>> START ENTRIES PROVIDED

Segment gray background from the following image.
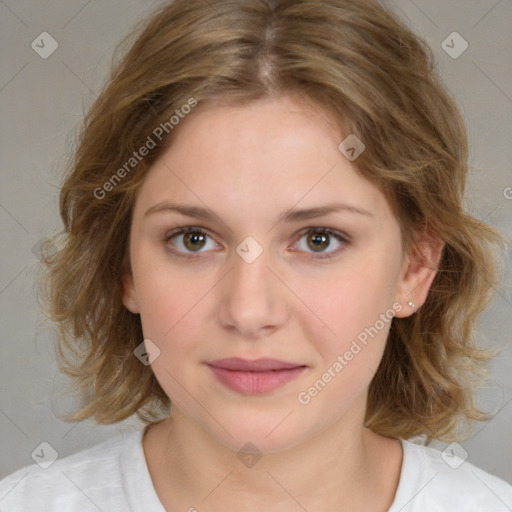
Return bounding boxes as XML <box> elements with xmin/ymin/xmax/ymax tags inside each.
<box><xmin>0</xmin><ymin>0</ymin><xmax>512</xmax><ymax>483</ymax></box>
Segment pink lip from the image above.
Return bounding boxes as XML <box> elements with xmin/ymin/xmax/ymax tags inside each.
<box><xmin>207</xmin><ymin>357</ymin><xmax>306</xmax><ymax>395</ymax></box>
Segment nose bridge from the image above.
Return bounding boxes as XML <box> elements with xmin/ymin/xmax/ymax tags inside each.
<box><xmin>220</xmin><ymin>240</ymin><xmax>286</xmax><ymax>336</ymax></box>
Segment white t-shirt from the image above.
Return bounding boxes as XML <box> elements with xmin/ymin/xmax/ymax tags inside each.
<box><xmin>0</xmin><ymin>430</ymin><xmax>512</xmax><ymax>512</ymax></box>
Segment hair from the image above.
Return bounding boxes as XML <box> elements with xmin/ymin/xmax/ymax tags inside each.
<box><xmin>42</xmin><ymin>0</ymin><xmax>507</xmax><ymax>443</ymax></box>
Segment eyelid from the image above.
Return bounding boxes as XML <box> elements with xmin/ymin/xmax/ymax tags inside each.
<box><xmin>293</xmin><ymin>226</ymin><xmax>352</xmax><ymax>260</ymax></box>
<box><xmin>164</xmin><ymin>226</ymin><xmax>351</xmax><ymax>259</ymax></box>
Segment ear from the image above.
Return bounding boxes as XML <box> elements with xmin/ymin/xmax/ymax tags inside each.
<box><xmin>121</xmin><ymin>261</ymin><xmax>140</xmax><ymax>314</ymax></box>
<box><xmin>395</xmin><ymin>231</ymin><xmax>444</xmax><ymax>318</ymax></box>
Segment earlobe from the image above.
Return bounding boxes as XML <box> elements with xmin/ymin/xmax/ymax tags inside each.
<box><xmin>121</xmin><ymin>267</ymin><xmax>140</xmax><ymax>314</ymax></box>
<box><xmin>396</xmin><ymin>231</ymin><xmax>444</xmax><ymax>318</ymax></box>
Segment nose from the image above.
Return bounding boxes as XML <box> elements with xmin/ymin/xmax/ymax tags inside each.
<box><xmin>218</xmin><ymin>244</ymin><xmax>289</xmax><ymax>340</ymax></box>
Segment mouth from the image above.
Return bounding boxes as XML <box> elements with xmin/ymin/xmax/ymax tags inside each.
<box><xmin>207</xmin><ymin>357</ymin><xmax>307</xmax><ymax>395</ymax></box>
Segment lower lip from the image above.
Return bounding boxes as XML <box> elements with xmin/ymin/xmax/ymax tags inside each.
<box><xmin>210</xmin><ymin>366</ymin><xmax>306</xmax><ymax>395</ymax></box>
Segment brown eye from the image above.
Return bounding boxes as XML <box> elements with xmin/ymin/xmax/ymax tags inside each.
<box><xmin>307</xmin><ymin>233</ymin><xmax>330</xmax><ymax>252</ymax></box>
<box><xmin>183</xmin><ymin>231</ymin><xmax>206</xmax><ymax>251</ymax></box>
<box><xmin>295</xmin><ymin>228</ymin><xmax>350</xmax><ymax>259</ymax></box>
<box><xmin>165</xmin><ymin>227</ymin><xmax>217</xmax><ymax>254</ymax></box>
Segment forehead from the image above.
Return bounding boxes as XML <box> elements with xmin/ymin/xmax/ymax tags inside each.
<box><xmin>132</xmin><ymin>98</ymin><xmax>389</xmax><ymax>224</ymax></box>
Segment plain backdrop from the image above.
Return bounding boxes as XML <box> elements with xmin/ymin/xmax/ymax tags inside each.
<box><xmin>0</xmin><ymin>0</ymin><xmax>512</xmax><ymax>483</ymax></box>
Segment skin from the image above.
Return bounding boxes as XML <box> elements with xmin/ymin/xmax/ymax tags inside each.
<box><xmin>123</xmin><ymin>97</ymin><xmax>442</xmax><ymax>512</ymax></box>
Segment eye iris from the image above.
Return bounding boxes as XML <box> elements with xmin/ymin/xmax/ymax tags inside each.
<box><xmin>308</xmin><ymin>233</ymin><xmax>329</xmax><ymax>252</ymax></box>
<box><xmin>183</xmin><ymin>232</ymin><xmax>206</xmax><ymax>251</ymax></box>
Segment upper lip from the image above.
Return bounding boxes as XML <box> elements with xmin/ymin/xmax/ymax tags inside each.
<box><xmin>208</xmin><ymin>357</ymin><xmax>305</xmax><ymax>372</ymax></box>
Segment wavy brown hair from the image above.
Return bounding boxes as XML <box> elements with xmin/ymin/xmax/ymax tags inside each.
<box><xmin>40</xmin><ymin>0</ymin><xmax>508</xmax><ymax>441</ymax></box>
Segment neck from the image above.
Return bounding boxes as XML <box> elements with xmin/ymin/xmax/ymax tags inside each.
<box><xmin>143</xmin><ymin>409</ymin><xmax>402</xmax><ymax>512</ymax></box>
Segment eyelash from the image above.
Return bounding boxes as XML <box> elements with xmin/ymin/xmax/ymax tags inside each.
<box><xmin>164</xmin><ymin>226</ymin><xmax>350</xmax><ymax>260</ymax></box>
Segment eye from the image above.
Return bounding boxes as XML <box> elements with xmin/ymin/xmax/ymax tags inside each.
<box><xmin>165</xmin><ymin>227</ymin><xmax>217</xmax><ymax>254</ymax></box>
<box><xmin>296</xmin><ymin>228</ymin><xmax>349</xmax><ymax>258</ymax></box>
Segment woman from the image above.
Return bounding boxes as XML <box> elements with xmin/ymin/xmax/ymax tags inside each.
<box><xmin>0</xmin><ymin>0</ymin><xmax>512</xmax><ymax>512</ymax></box>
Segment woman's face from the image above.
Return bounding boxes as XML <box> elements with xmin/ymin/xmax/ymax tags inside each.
<box><xmin>123</xmin><ymin>98</ymin><xmax>430</xmax><ymax>452</ymax></box>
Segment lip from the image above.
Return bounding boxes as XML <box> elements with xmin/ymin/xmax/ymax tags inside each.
<box><xmin>207</xmin><ymin>357</ymin><xmax>306</xmax><ymax>395</ymax></box>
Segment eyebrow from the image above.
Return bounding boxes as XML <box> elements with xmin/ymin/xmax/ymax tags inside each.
<box><xmin>144</xmin><ymin>201</ymin><xmax>375</xmax><ymax>223</ymax></box>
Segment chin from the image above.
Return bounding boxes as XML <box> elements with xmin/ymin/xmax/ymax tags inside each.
<box><xmin>203</xmin><ymin>410</ymin><xmax>316</xmax><ymax>455</ymax></box>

>> END ENTRIES PROVIDED

EXERCISE REQUIREMENTS: Reproduce all of the data above word for word, omitting the picture.

RESULT:
Segment gray background from the following image.
Return bounding boxes as XML <box> elements with xmin/ymin/xmax/ymax tags inside each.
<box><xmin>0</xmin><ymin>0</ymin><xmax>512</xmax><ymax>483</ymax></box>
Segment pink lip from the image above.
Return bounding boxes as XML <box> elements with xmin/ymin/xmax/ymax tags inside each.
<box><xmin>207</xmin><ymin>357</ymin><xmax>306</xmax><ymax>395</ymax></box>
Segment nose bridge from the image above.
Return bounding boxes as XML <box> elements with xmin/ymin/xmax/ymax tags inside each.
<box><xmin>220</xmin><ymin>240</ymin><xmax>286</xmax><ymax>336</ymax></box>
Segment white t-shirt from the image above.
Return bounding boxes as XML <box> elements with xmin/ymin/xmax/ymax tags inside each.
<box><xmin>0</xmin><ymin>430</ymin><xmax>512</xmax><ymax>512</ymax></box>
Segment hair from the image above.
Return bounding boxes as XML <box> elements with xmin/ymin/xmax/ymax tags inside each.
<box><xmin>42</xmin><ymin>0</ymin><xmax>507</xmax><ymax>443</ymax></box>
Segment eyelid from the image above.
Return bounding boxes as XML <box> elements with xmin/ymin/xmax/ymax tags inside each.
<box><xmin>293</xmin><ymin>226</ymin><xmax>352</xmax><ymax>260</ymax></box>
<box><xmin>164</xmin><ymin>226</ymin><xmax>351</xmax><ymax>259</ymax></box>
Segment ear from the image above.
Return bounding boxes as XML <box> elements with xmin/ymin/xmax/ymax tags inside each.
<box><xmin>121</xmin><ymin>261</ymin><xmax>140</xmax><ymax>314</ymax></box>
<box><xmin>395</xmin><ymin>231</ymin><xmax>444</xmax><ymax>318</ymax></box>
Segment earlobe from the image above.
Return bounding boxes as XML <box> elements with xmin/ymin/xmax/ymax tags inside each.
<box><xmin>121</xmin><ymin>267</ymin><xmax>140</xmax><ymax>314</ymax></box>
<box><xmin>396</xmin><ymin>231</ymin><xmax>444</xmax><ymax>318</ymax></box>
Segment nose from the image above.
Return bounding boxes as XML <box> elements with xmin/ymin/xmax/ymax tags inside each.
<box><xmin>218</xmin><ymin>244</ymin><xmax>289</xmax><ymax>340</ymax></box>
Segment mouth from the image above.
Return bounding boxes as XML <box> elements with xmin/ymin/xmax/ymax tags inside each.
<box><xmin>207</xmin><ymin>357</ymin><xmax>307</xmax><ymax>395</ymax></box>
Segment lower lip from the image above.
Return bounding boxes as XML <box> elements with xmin/ymin/xmax/ymax tags inside each.
<box><xmin>210</xmin><ymin>366</ymin><xmax>306</xmax><ymax>395</ymax></box>
Segment brown eye from the image above.
Return bounding boxes as XML <box> elements with xmin/ymin/xmax/ymax tags inside each.
<box><xmin>307</xmin><ymin>233</ymin><xmax>330</xmax><ymax>252</ymax></box>
<box><xmin>183</xmin><ymin>231</ymin><xmax>206</xmax><ymax>251</ymax></box>
<box><xmin>295</xmin><ymin>228</ymin><xmax>350</xmax><ymax>259</ymax></box>
<box><xmin>165</xmin><ymin>227</ymin><xmax>217</xmax><ymax>254</ymax></box>
Segment forehead from the image above.
Return bounding boxes as XML <box> elements with xmin/ymin/xmax/ymax tags inside each.
<box><xmin>132</xmin><ymin>98</ymin><xmax>389</xmax><ymax>224</ymax></box>
Segment plain backdrop from the image above.
Return bounding boxes as XML <box> elements with xmin/ymin/xmax/ymax tags inside each.
<box><xmin>0</xmin><ymin>0</ymin><xmax>512</xmax><ymax>483</ymax></box>
Segment skin from the image above.
Return bounding boxes as XML <box> elements with xmin/ymin/xmax/ymax tags inside each.
<box><xmin>123</xmin><ymin>97</ymin><xmax>442</xmax><ymax>512</ymax></box>
Segment eye iris from the image above.
Return bounding boxes as XML <box> elements with xmin/ymin/xmax/ymax tags inside each.
<box><xmin>308</xmin><ymin>233</ymin><xmax>329</xmax><ymax>252</ymax></box>
<box><xmin>183</xmin><ymin>232</ymin><xmax>206</xmax><ymax>251</ymax></box>
Segment upper lip from the image above.
Return bounding boxes as XML <box> elements with xmin/ymin/xmax/ymax tags inside each.
<box><xmin>208</xmin><ymin>357</ymin><xmax>305</xmax><ymax>372</ymax></box>
Segment wavy brown hair from the image above.
Return bounding boxes as XML <box> elements with xmin/ymin/xmax/ymax tags inside each.
<box><xmin>40</xmin><ymin>0</ymin><xmax>508</xmax><ymax>441</ymax></box>
Segment neck from the image above.
Return bounding boxes as XML <box> elements with xmin/ymin/xmax/ymax tags inside each.
<box><xmin>143</xmin><ymin>409</ymin><xmax>402</xmax><ymax>512</ymax></box>
Segment eyelash from the image above.
Return bounding boxes as XML <box> elements with xmin/ymin/xmax/ymax tags inside each.
<box><xmin>164</xmin><ymin>226</ymin><xmax>350</xmax><ymax>260</ymax></box>
Segment eye from the image above.
Return bounding boxes as XML <box> elements with xmin/ymin/xmax/ymax tags inside each.
<box><xmin>165</xmin><ymin>227</ymin><xmax>217</xmax><ymax>254</ymax></box>
<box><xmin>296</xmin><ymin>228</ymin><xmax>349</xmax><ymax>258</ymax></box>
Segment woman from the image above.
Return bounding boxes as XML <box> elements with xmin/ymin/xmax/ymax tags inside each.
<box><xmin>0</xmin><ymin>0</ymin><xmax>512</xmax><ymax>512</ymax></box>
Segment woman's face from the image above.
Return bounding boxes as XML <box> elements with xmin/ymin/xmax/ymax tags inside each.
<box><xmin>123</xmin><ymin>98</ymin><xmax>430</xmax><ymax>452</ymax></box>
Segment lip from the image above.
Return bounding boxes as XML <box> elements with xmin/ymin/xmax/ymax tags inside each.
<box><xmin>207</xmin><ymin>357</ymin><xmax>306</xmax><ymax>395</ymax></box>
Segment eyebrow from the image above.
Return bounding boxes as XML <box> elements with xmin/ymin/xmax/ymax tags inside each.
<box><xmin>144</xmin><ymin>201</ymin><xmax>375</xmax><ymax>223</ymax></box>
Segment chin from the image above.
Return bounding boxes as XML <box> elements with xmin/ymin/xmax/ymax tags inside each.
<box><xmin>203</xmin><ymin>410</ymin><xmax>316</xmax><ymax>455</ymax></box>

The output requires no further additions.